WRITTEN PROBLEM: Pick out each line of the material below that contains the string "chair" and copy those lines in full.

--- begin RECORD EXTRACTS ---

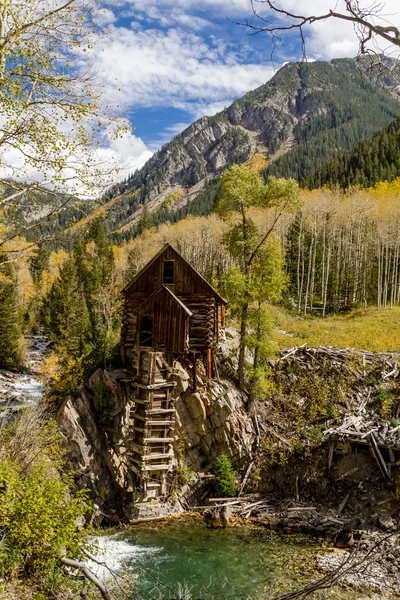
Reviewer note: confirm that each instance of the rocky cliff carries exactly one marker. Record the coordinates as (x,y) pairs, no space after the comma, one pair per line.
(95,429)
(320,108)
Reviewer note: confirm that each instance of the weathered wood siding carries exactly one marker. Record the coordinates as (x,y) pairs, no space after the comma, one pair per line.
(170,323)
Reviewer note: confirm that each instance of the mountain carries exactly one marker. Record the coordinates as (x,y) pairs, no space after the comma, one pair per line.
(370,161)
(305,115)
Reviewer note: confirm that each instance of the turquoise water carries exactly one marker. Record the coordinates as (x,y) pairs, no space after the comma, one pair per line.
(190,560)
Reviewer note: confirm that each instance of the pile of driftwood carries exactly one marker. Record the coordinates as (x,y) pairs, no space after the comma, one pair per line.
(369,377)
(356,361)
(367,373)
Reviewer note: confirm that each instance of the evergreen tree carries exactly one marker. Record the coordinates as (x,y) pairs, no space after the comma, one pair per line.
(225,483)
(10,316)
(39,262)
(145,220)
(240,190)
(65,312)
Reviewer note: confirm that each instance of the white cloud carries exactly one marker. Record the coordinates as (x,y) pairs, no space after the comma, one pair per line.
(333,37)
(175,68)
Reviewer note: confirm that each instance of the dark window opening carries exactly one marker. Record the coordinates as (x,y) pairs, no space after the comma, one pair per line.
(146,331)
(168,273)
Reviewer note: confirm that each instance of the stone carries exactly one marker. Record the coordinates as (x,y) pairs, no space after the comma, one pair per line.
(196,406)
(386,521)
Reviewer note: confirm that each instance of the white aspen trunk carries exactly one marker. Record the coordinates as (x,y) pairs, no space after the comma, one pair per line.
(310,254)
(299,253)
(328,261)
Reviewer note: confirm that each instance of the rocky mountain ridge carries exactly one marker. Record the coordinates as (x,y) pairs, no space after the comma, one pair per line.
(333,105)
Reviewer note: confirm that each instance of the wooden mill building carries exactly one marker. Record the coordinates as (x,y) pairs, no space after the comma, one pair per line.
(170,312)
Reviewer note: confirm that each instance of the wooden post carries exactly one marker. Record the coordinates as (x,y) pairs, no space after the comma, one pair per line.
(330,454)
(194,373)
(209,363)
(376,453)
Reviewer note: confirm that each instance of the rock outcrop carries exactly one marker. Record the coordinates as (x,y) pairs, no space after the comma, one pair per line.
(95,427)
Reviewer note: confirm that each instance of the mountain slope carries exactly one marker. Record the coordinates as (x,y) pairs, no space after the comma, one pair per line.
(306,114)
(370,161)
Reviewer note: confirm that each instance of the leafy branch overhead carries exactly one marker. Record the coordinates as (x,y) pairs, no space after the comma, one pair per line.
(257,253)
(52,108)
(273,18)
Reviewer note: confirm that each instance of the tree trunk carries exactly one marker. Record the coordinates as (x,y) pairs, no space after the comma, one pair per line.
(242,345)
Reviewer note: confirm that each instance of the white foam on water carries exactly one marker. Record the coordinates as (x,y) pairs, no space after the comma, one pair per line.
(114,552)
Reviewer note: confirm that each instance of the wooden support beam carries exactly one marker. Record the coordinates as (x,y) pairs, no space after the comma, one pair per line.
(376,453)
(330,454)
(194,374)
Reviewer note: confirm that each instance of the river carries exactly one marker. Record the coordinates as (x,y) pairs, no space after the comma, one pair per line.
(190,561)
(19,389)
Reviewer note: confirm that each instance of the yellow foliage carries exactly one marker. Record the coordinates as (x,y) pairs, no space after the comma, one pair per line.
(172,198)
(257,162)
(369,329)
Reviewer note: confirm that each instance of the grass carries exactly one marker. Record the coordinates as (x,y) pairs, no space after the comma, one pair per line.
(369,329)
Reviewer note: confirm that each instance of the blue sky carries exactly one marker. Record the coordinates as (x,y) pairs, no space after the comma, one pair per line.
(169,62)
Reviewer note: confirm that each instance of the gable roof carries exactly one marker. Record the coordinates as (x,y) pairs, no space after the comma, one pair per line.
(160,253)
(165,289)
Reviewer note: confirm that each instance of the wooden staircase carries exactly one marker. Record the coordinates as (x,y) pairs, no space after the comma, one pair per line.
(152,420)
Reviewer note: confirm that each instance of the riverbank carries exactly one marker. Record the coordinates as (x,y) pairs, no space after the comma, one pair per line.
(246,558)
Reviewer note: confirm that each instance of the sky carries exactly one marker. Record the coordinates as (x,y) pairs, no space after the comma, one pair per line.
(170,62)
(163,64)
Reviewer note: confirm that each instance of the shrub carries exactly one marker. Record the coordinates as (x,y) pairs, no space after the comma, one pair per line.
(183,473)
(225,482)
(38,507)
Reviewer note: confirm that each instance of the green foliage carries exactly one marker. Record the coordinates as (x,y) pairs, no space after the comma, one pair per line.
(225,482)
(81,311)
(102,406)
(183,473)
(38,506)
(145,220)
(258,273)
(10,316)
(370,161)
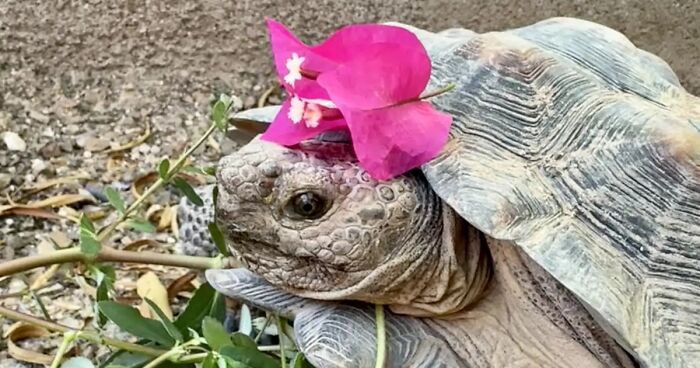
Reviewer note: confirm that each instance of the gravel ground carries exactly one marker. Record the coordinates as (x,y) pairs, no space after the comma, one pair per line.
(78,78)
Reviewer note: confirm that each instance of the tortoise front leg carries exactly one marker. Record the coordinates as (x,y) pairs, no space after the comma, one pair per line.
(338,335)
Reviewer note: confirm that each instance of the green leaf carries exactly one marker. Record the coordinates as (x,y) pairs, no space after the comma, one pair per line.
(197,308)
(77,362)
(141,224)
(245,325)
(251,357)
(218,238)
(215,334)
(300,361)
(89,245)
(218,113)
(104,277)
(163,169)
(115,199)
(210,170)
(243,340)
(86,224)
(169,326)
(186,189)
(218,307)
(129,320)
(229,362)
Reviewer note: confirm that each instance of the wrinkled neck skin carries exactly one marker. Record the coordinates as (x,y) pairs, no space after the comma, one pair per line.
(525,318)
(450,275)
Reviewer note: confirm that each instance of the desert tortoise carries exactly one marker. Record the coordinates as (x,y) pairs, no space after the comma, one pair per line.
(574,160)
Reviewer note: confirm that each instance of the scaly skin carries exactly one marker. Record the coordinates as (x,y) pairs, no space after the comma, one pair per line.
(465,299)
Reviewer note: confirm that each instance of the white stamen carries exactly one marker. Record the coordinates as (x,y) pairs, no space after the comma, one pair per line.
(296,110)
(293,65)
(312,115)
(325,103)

--- end RECORD EXTRACTS ---
--- begin RECORD EXTRACTS ---

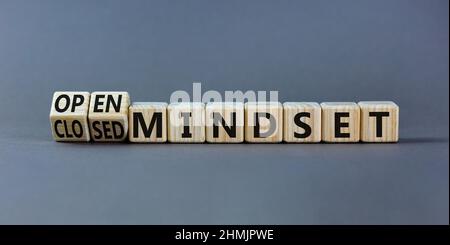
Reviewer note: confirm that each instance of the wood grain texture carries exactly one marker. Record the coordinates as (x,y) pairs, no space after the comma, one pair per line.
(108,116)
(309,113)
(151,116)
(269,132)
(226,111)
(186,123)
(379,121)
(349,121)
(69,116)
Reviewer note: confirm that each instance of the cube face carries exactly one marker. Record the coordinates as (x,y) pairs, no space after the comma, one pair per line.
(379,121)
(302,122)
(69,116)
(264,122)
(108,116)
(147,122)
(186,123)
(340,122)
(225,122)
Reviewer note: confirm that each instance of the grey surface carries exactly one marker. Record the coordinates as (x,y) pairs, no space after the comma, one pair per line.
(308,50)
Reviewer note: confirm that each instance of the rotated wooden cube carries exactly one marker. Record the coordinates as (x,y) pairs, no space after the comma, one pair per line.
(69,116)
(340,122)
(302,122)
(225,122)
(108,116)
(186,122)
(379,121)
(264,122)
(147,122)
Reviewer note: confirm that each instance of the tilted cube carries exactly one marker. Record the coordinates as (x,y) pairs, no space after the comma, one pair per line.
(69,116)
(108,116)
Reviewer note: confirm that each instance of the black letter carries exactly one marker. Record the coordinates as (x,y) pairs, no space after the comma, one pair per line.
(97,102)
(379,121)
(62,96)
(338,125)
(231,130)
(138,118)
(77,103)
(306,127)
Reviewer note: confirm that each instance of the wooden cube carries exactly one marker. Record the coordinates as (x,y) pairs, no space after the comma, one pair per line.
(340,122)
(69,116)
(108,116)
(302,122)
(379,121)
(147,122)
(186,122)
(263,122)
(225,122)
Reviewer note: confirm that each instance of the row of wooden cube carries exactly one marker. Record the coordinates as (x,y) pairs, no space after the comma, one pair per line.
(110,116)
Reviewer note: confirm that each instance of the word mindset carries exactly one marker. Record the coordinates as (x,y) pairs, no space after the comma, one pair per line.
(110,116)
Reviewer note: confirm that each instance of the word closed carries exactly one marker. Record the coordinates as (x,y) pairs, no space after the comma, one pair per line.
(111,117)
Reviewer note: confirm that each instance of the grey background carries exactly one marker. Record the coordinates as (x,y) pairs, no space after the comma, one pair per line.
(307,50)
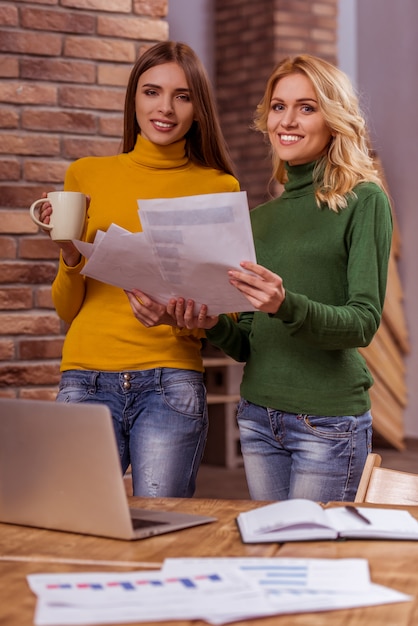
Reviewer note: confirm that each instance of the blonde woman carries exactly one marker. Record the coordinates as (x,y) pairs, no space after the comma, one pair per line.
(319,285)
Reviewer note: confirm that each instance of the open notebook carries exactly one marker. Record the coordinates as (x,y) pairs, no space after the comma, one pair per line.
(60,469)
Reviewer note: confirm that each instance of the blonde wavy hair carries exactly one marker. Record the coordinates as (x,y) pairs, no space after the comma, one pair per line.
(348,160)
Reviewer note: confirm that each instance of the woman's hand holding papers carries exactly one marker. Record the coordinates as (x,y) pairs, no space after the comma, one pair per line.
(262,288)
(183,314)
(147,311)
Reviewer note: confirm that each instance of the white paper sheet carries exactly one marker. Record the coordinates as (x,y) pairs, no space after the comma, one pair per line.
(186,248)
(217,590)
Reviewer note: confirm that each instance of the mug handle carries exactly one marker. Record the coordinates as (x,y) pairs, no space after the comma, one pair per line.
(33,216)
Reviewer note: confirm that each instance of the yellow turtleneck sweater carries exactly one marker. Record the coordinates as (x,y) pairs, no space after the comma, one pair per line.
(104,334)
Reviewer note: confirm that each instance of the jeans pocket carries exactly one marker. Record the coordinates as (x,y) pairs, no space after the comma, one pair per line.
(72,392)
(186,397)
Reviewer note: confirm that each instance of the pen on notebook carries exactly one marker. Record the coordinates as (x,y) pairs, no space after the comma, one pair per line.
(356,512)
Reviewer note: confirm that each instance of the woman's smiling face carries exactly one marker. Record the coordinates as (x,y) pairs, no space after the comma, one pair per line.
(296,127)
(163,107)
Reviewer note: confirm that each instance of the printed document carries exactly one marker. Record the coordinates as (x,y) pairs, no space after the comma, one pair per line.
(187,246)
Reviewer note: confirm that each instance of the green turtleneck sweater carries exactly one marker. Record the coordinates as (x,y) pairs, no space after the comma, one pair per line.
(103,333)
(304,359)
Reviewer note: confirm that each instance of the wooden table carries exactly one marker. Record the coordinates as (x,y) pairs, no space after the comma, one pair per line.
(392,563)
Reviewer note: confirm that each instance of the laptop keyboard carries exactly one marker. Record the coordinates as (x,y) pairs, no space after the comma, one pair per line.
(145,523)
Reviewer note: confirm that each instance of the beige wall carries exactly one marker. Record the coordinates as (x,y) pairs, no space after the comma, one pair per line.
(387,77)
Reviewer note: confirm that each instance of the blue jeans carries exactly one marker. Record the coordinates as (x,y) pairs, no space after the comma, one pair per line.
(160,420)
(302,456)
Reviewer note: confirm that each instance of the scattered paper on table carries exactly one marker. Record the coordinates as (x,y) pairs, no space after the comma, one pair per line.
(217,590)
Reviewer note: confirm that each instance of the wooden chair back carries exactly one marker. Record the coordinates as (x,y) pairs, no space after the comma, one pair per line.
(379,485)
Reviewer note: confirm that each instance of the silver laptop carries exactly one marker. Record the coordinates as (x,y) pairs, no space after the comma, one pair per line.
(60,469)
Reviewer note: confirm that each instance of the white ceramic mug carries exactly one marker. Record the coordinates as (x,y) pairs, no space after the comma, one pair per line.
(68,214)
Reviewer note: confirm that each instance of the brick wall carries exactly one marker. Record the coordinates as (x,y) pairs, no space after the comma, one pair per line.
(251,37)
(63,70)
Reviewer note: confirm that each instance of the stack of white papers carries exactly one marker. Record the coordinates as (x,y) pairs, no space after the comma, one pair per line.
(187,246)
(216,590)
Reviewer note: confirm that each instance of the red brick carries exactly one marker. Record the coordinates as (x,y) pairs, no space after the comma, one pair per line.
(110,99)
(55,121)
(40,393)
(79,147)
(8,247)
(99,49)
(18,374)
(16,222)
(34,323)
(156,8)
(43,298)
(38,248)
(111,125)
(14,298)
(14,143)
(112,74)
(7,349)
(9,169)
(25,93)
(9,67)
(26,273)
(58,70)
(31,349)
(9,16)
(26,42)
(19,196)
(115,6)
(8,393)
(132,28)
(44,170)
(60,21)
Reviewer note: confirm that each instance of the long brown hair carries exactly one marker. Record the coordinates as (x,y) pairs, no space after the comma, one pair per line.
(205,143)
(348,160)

--- end RECORD EXTRACTS ---

WRITTEN REPLY:
Reviewer note: confirm that each instance of the wooden chair back carries exactly one marker. Record the coordinates as (x,y) pairs, no space after the comma, one pair per line.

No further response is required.